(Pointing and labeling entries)

BEGIN

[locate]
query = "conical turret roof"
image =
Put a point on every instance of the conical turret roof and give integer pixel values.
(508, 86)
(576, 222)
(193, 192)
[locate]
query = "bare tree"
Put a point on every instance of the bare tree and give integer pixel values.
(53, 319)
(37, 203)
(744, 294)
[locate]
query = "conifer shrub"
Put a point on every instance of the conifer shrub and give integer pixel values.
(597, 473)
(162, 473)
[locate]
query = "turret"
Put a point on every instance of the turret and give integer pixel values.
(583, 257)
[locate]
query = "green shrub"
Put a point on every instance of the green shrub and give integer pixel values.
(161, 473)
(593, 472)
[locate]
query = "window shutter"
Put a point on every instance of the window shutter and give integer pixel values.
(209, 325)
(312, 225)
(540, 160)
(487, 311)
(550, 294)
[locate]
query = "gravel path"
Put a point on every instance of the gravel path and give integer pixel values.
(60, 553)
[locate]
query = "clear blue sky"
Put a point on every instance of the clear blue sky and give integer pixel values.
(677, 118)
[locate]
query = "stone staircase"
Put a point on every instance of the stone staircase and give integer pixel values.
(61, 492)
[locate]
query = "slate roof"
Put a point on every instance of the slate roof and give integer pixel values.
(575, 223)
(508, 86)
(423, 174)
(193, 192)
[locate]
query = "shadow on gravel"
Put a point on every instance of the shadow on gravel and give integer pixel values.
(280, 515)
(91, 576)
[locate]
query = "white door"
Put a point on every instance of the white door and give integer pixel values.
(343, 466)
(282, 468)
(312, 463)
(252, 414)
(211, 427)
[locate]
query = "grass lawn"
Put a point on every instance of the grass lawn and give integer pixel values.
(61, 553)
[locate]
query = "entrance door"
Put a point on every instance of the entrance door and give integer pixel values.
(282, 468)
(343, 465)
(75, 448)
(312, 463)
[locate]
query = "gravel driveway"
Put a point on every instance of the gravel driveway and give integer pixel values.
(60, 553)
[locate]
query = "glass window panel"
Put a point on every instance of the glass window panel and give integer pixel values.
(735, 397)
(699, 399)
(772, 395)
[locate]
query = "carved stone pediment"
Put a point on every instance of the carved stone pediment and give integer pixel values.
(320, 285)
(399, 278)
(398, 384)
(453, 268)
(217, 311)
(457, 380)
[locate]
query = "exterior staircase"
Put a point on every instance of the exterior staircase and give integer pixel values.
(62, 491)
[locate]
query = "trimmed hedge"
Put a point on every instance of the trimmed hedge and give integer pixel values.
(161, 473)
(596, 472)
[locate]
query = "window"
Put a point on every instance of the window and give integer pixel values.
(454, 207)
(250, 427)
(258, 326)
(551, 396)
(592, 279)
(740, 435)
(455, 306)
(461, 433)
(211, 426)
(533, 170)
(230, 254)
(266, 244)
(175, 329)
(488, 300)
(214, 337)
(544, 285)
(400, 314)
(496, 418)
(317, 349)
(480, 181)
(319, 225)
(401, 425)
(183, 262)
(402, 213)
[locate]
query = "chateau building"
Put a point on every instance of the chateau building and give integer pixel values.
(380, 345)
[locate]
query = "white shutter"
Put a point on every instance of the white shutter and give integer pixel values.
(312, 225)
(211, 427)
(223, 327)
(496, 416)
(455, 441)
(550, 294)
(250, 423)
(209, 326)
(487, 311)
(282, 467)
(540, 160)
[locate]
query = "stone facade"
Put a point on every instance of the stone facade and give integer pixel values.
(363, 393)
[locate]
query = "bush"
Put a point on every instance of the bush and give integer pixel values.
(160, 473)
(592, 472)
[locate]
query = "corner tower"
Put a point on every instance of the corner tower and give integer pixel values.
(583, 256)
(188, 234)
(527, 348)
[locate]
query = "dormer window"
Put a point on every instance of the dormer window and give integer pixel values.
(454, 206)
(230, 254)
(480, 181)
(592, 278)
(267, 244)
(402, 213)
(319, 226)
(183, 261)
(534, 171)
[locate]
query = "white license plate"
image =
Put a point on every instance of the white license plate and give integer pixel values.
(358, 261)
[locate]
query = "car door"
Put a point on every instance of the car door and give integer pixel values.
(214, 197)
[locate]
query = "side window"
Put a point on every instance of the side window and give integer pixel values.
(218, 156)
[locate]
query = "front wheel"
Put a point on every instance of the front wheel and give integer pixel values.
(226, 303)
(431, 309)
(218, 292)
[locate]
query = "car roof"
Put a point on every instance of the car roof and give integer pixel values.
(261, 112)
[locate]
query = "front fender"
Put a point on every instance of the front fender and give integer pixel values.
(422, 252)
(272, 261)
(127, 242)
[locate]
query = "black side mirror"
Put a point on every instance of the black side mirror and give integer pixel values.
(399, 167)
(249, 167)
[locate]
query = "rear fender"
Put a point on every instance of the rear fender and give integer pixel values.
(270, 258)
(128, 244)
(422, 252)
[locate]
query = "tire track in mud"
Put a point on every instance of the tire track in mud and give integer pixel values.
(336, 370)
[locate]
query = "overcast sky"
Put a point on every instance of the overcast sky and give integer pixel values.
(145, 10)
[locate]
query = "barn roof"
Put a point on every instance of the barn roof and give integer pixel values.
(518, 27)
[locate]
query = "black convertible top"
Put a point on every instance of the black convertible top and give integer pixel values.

END

WHAT YOU SHOULD DO = Quote every line of the data, word for word.

EXERCISE ANSWER =
[locate]
query = "conical turret roof"
image =
Put a point on every instance of the conical turret roof and give integer pixel values.
(508, 86)
(576, 222)
(193, 192)
[locate]
query = "bare tree"
Put a point on every instance of the bare tree and give integer pixel values.
(53, 319)
(37, 203)
(744, 294)
[locate]
query = "conifer shrub"
Put a point on every instance of the conifer shrub and give integer pixel values.
(597, 473)
(162, 473)
[locate]
query = "turret"
Put a point on every instance of the turret and give integer pixel values.
(583, 257)
[locate]
query = "green shrub"
Put a point on every instance of the green shrub and give integer pixel values.
(161, 473)
(593, 472)
[locate]
query = "window shutter"
Put a point on every instance of the window shutter and give integer pixel values.
(209, 325)
(312, 225)
(540, 160)
(487, 311)
(550, 294)
[locate]
query = "gravel path"
Put a point on every instance of the gravel path and give integer pixel values.
(60, 553)
[locate]
query = "clear blue sky"
Put a point on every instance of the clear blue sky and give integer pixel values.
(677, 118)
[locate]
query = "stone staircase"
Put a point on every instance of the stone staircase and give integer pixel values.
(61, 492)
[locate]
query = "slate roof"
Put a point on every instance of the slate roof and give integer pixel values.
(575, 223)
(508, 86)
(423, 174)
(193, 192)
[locate]
query = "shadow on gravel"
Put a point on every instance of the shadow on gravel and give integer pixel values.
(280, 515)
(91, 576)
[locate]
query = "white door"
Put a point on every instance of the white door and give integer pixel values.
(343, 466)
(282, 468)
(312, 463)
(252, 414)
(211, 427)
[locate]
query = "grass lawn"
Put a point on every instance of the grass lawn and give integer pixel values.
(61, 553)
[locate]
query = "entrance door"
Put a point on every instance of the entrance door and give integer pixel values.
(282, 468)
(343, 465)
(75, 448)
(312, 463)
[locate]
query = "gravel driveway"
Put a point on every instance of the gravel driveway and give integer pixel values.
(60, 553)
[locate]
query = "glass window panel"
Put a point on every instance of the glass window panel and give integer pixel values.
(735, 397)
(699, 399)
(772, 395)
[locate]
query = "carved stone pediment"
Put a point on every instance of the carved stone pediment and give integer pixel values.
(320, 285)
(399, 278)
(398, 384)
(453, 268)
(217, 311)
(457, 380)
[locate]
query = "exterior staircase"
Put a point on every instance of the exterior staircase and give integer pixel values.
(62, 491)
[locate]
query = "trimmed hedge"
Put a point on every instance of the trimmed hedge and give integer pixel values.
(161, 473)
(596, 472)
[locate]
query = "window"
Put a point on every instance of the window and give integer pixel values.
(454, 207)
(250, 427)
(258, 326)
(551, 396)
(592, 279)
(740, 435)
(455, 306)
(461, 433)
(211, 426)
(533, 170)
(230, 254)
(266, 244)
(175, 329)
(488, 300)
(214, 337)
(544, 285)
(400, 314)
(496, 418)
(317, 349)
(480, 181)
(319, 225)
(401, 425)
(183, 262)
(402, 213)
[locate]
query = "chateau building"
Put a point on every instance of the chateau building and give integer pixel values.
(380, 345)
[locate]
query = "white shutter"
Put a point on every instance of the white shutter and give integer pixel values.
(312, 225)
(211, 427)
(223, 327)
(496, 416)
(455, 441)
(550, 294)
(250, 423)
(209, 326)
(487, 311)
(282, 467)
(540, 160)
[locate]
query = "stone facade"
Put a point on every instance of the stone facade and give integer pixel values.
(363, 393)
[locate]
query = "bush"
Put a point on every instance of the bush and give integer pixel values.
(160, 473)
(592, 472)
[locate]
query = "corner tower"
Put a point on every instance of the corner tower and give integer pixel values.
(583, 256)
(188, 234)
(527, 348)
[locate]
query = "dormer window"
Put a point on every instance of the dormer window and give integer pixel values.
(454, 206)
(230, 254)
(480, 181)
(592, 278)
(267, 244)
(402, 213)
(319, 226)
(183, 261)
(534, 171)
[locate]
query = "white license plate"
image =
Put a point on every instance of the white license plate and give integer pixel values.
(358, 261)
[locate]
query = "car door"
Put a point on every instance of the car door and give integer pixel values.
(214, 197)
[locate]
query = "side window"
Put a point on every instance of the side window and give integer pixel values.
(218, 156)
[locate]
query = "front wheel"
Put a point on every instance of the front wheel and give integer pixel values.
(226, 303)
(431, 309)
(218, 292)
[locate]
query = "car roof"
Put a point on every instance of the car roof and give integer pixel values.
(261, 112)
[locate]
query = "front fender"
Put a point on every instance of the front fender and give integer pixel values.
(422, 252)
(272, 261)
(127, 242)
[locate]
query = "black side mirror"
Put a point on every instance of the black side mirror and give integer pixel values.
(399, 167)
(249, 167)
[locate]
query = "rear fender"
Put a point on every instance of the rear fender and give integer pixel values.
(270, 258)
(128, 244)
(422, 252)
[locate]
query = "tire track in mud"
Put a point on every instance of the tire track in mud and give integer pixel values.
(336, 370)
[locate]
query = "overcast sky"
Put a point on every instance of the overcast sky and give integer pixel values.
(145, 10)
[locate]
query = "barn roof"
Put a point on every instance of the barn roof and give integer pixel values.
(518, 27)
[locate]
query = "black convertible top"
Put a point on every instance of the black convertible top and give integer pixel values.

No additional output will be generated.